**Testo della pagina**.
▶

Per Eliza il colpo è durissimo: ormai rimasta da sola, la bolla di affetti e sicurezza che aveva cadenzato le sue giornate si rivela un abisso dentro al quale la giovane donna fa fatica ad affacciarsi. È con questo stato d’animo che decide di rispondere ad un annuncio di giornale nel quale cercano urgentemente un’istitutrice a Gaudlin Hall, nel Norfolk. L’annuncio è piuttosto sommario e a tratti confuso, ma cattura l’attenzione di Eliza che senza troppe considerazioni si licenzia dalla scuola nella quale insegnava, prende le valigie e parte.
E qui il libro entra nel colmo della sua atmosfera: una vecchia casa aggrappata ad una collina ai margini del piccolo villaggio di campagna, due bambini che sembrano già vecchi quali unici abitanti del castello, un segreto che sembra scorrere sottoterra, abitanti silenziosi e diffidenti. E una catena di incidenti mortali che nell’arco di pochi mesi hanno falciato le giovani vite delle precedenti istitutrici.

Una storia di fantasmi come si deve, insomma, che si muove in un contesto tipico ma non banale, supportata da una prosa che per eleganza, cura e ironia ricalca volutamente i romanzi di Jane Austen. Non un romanzo eccezionale, intendiamoci, e nemmeno indimenticabile, lontano dalla bellezza e dal carattere sofisticato delle opere di Shirley Jackson, ma una storia piacevole e ben costruita.

◀

**Compito**. Ricopi senza alcuna modifica il passo della recensione che va da "E qui il libro" a "e ben costruita.".

**Dati registrati**.
▶

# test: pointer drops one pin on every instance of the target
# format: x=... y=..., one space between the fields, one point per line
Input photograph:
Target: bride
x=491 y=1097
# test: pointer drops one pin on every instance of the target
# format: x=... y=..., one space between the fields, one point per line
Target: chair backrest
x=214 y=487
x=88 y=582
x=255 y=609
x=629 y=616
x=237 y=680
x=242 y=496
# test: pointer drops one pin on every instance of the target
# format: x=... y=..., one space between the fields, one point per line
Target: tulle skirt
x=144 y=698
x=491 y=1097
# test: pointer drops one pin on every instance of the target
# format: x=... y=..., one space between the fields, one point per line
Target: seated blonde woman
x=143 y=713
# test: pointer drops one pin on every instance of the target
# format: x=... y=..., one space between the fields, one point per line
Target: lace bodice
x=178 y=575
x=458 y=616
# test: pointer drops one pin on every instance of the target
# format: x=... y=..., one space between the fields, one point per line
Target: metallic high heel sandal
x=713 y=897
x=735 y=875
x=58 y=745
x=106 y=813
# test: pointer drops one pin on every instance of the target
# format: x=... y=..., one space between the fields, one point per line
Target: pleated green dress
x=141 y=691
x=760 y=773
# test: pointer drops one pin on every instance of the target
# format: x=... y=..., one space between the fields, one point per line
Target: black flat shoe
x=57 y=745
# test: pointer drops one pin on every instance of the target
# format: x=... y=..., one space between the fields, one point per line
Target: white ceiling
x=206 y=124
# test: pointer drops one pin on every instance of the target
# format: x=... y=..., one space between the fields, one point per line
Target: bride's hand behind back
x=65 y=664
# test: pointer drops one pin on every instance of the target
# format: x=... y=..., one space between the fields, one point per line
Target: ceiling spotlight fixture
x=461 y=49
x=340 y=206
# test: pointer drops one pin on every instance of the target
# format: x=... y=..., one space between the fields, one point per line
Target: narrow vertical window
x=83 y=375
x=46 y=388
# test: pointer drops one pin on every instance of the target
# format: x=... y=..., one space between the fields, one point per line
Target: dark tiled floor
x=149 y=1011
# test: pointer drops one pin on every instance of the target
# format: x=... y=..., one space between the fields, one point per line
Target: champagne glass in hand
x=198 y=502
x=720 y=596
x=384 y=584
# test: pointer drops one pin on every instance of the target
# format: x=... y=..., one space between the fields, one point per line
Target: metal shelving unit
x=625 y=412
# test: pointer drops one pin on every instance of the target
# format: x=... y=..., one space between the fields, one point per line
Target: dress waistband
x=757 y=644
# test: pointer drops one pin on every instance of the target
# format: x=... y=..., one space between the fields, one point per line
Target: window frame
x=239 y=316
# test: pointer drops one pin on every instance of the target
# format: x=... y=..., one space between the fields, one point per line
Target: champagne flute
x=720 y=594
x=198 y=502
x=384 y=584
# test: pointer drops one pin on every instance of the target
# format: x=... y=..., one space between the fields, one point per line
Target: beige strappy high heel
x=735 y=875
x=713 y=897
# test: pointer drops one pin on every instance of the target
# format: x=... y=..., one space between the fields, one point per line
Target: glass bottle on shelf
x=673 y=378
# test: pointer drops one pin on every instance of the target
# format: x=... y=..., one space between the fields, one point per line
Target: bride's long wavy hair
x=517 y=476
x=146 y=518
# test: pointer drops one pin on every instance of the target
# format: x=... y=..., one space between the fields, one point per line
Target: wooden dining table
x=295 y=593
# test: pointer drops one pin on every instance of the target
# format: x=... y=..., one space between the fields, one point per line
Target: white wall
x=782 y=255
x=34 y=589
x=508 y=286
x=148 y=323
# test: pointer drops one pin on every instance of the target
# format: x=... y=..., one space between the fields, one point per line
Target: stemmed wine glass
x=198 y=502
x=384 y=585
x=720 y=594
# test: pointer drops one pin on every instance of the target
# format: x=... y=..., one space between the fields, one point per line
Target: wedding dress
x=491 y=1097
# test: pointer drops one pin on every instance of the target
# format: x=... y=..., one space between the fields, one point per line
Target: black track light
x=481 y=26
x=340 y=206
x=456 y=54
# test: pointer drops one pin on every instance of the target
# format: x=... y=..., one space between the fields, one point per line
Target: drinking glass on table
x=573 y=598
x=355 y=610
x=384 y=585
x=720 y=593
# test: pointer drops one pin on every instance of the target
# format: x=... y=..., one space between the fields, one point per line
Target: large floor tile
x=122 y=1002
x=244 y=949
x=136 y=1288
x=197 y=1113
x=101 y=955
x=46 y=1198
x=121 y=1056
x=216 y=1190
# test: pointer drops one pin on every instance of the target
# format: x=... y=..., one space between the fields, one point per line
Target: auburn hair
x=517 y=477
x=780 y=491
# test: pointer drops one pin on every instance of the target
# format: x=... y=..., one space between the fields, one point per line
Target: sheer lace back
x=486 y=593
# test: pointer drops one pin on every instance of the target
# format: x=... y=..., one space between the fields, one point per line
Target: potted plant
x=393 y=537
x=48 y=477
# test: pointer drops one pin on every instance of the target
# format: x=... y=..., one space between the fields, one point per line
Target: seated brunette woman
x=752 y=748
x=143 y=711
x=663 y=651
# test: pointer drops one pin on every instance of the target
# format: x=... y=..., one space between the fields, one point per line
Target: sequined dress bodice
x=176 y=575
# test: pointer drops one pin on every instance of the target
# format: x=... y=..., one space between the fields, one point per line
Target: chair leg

◀

**Risultato corretto**.
E qui il libro entra nel colmo della sua atmosfera: una vecchia casa aggrappata ad una collina ai margini del piccolo villaggio di campagna, due bambini che sembrano già vecchi quali unici abitanti del castello, un segreto che sembra scorrere sottoterra, abitanti silenziosi e diffidenti. E una catena di incidenti mortali che nell’arco di pochi mesi hanno falciato le giovani vite delle precedenti istitutrici.

Una storia di fantasmi come si deve, insomma, che si muove in un contesto tipico ma non banale, supportata da una prosa che per eleganza, cura e ironia ricalca volutamente i romanzi di Jane Austen. Non un romanzo eccezionale, intendiamoci, e nemmeno indimenticabile, lontano dalla bellezza e dal carattere sofisticato delle opere di Shirley Jackson, ma una storia piacevole e ben costruita.